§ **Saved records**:
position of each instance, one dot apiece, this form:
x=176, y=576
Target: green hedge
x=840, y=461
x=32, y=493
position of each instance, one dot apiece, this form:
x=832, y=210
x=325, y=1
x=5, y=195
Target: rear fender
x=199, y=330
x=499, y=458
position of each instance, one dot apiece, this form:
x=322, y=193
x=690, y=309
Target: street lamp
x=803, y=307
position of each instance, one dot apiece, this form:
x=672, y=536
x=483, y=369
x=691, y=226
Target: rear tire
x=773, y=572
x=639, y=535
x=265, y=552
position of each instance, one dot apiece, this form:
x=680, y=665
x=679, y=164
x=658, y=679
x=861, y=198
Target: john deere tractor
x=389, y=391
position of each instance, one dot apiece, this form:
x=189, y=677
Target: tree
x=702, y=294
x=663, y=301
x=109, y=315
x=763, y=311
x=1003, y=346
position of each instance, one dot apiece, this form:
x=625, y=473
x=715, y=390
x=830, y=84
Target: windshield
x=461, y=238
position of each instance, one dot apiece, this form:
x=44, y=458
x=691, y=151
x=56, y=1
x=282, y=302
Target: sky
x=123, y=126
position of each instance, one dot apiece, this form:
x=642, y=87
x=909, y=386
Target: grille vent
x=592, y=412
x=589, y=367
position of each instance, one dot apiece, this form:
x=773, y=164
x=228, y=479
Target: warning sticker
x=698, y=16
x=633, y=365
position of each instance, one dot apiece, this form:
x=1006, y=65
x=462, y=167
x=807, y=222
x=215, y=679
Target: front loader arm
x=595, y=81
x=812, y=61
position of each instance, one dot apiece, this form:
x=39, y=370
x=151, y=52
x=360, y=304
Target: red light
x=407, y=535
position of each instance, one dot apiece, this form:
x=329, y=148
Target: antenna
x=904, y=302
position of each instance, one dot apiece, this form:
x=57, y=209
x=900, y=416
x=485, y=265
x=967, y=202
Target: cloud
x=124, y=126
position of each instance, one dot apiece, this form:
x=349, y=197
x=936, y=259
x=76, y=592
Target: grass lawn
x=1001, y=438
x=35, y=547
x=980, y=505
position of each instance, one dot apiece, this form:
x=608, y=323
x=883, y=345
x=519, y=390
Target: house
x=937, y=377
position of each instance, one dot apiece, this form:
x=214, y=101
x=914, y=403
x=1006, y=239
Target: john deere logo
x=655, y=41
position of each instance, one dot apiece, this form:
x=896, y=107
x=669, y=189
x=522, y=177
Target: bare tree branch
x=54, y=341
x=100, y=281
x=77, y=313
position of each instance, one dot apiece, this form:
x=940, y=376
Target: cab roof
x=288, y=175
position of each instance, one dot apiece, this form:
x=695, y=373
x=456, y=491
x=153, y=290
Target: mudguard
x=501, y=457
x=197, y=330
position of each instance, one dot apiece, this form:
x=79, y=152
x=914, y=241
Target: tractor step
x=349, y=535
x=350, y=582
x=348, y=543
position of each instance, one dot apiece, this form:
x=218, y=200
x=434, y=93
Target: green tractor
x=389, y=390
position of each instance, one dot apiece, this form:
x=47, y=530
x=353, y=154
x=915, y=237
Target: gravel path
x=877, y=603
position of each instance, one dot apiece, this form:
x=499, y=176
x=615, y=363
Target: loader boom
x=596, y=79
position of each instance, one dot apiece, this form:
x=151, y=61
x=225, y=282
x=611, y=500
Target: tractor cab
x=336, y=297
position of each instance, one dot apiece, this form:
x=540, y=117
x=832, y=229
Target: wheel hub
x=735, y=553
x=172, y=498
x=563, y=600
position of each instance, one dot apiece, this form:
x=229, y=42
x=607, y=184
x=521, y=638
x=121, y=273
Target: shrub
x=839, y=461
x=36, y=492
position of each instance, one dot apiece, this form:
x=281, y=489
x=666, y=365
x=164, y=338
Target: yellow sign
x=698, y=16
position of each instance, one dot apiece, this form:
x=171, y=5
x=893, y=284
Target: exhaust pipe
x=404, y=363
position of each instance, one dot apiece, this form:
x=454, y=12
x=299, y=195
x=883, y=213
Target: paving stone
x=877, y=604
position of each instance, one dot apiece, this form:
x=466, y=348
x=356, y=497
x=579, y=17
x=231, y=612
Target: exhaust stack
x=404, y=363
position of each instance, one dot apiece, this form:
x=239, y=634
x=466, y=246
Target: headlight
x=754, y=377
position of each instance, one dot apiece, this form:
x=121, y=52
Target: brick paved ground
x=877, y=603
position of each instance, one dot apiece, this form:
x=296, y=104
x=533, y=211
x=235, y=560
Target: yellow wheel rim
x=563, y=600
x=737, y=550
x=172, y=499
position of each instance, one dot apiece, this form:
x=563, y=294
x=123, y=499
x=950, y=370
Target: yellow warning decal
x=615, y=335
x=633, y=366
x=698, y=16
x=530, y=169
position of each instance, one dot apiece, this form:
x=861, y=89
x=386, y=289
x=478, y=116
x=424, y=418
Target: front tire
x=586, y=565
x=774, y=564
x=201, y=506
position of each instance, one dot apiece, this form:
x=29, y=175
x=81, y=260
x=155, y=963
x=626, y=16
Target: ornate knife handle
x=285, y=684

--

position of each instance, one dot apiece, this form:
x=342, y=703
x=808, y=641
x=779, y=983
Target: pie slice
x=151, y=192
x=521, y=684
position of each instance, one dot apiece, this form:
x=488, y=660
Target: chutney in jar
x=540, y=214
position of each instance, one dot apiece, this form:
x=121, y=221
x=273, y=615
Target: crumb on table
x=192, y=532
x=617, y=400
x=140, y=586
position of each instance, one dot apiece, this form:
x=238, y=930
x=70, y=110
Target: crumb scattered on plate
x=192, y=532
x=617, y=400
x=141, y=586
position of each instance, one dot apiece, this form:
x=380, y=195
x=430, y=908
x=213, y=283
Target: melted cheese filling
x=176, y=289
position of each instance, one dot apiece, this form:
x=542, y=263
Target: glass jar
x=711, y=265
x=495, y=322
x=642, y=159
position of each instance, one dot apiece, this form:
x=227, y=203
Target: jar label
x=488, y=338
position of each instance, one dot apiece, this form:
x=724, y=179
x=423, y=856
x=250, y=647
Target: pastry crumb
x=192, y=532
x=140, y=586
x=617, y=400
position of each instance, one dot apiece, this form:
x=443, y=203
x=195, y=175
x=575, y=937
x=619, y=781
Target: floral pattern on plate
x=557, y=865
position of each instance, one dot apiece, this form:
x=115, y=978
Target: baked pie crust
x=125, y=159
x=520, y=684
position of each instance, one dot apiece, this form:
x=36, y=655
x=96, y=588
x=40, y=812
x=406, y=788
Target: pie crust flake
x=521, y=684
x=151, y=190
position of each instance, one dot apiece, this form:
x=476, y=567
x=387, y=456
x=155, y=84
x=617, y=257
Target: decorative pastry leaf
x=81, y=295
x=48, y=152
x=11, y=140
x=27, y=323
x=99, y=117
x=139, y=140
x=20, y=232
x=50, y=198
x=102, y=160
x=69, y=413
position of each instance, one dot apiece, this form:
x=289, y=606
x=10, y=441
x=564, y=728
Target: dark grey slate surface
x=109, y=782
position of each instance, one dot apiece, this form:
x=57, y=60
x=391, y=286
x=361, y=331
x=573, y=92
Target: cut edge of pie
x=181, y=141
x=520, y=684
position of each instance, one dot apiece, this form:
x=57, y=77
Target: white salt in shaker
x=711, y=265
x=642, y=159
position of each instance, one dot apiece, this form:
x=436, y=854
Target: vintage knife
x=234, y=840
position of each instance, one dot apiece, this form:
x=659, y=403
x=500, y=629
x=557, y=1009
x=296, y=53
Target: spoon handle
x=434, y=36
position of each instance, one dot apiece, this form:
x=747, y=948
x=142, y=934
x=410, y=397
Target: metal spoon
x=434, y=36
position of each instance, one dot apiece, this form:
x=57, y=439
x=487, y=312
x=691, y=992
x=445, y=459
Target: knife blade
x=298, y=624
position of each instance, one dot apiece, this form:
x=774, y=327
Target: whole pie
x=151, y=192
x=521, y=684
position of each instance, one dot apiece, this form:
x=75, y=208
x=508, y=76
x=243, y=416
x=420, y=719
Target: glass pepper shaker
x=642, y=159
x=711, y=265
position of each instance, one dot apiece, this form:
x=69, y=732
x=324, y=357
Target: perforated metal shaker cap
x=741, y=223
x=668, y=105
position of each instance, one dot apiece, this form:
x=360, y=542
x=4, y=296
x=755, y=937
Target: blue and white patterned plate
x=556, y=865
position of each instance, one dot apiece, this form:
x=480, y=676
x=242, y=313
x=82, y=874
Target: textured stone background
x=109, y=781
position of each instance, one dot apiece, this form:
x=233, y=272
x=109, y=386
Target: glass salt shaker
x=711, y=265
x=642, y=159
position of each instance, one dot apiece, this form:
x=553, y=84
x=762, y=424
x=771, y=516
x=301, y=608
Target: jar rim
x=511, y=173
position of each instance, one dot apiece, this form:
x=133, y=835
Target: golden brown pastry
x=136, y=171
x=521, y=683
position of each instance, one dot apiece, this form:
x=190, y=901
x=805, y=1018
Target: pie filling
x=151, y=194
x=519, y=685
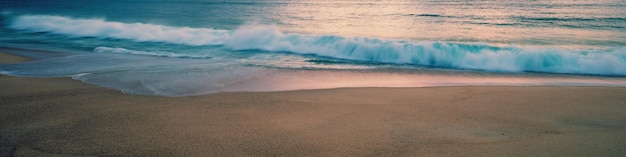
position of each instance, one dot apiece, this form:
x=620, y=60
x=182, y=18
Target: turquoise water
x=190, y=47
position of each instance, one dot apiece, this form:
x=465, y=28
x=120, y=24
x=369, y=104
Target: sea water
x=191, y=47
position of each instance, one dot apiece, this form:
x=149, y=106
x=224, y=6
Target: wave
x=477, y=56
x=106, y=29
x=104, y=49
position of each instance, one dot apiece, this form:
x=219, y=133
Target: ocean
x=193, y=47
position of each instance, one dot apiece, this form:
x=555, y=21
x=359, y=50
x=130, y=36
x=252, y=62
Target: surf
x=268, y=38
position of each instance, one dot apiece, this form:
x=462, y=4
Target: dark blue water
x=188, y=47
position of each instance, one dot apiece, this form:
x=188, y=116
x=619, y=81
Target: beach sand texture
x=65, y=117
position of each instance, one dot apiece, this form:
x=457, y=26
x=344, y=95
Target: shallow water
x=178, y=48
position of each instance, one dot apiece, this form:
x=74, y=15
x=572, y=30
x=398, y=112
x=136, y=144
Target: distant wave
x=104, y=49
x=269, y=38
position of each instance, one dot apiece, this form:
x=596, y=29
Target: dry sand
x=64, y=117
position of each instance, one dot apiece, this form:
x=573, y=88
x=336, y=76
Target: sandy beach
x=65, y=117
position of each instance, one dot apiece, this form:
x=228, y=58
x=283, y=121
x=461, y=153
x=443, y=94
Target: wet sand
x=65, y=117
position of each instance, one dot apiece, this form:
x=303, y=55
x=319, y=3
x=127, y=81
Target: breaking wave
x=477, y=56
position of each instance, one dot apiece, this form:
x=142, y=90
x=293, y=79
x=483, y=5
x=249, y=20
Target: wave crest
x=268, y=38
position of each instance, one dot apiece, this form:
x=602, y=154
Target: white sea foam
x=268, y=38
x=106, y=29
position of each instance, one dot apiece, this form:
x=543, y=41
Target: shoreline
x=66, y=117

§ **EXERCISE OBJECTIVE**:
Can you gather every line of the data above that contains the string "filling"? Case counts.

§ **OUTPUT BELOW**:
Target: melted cheese filling
Target: pie filling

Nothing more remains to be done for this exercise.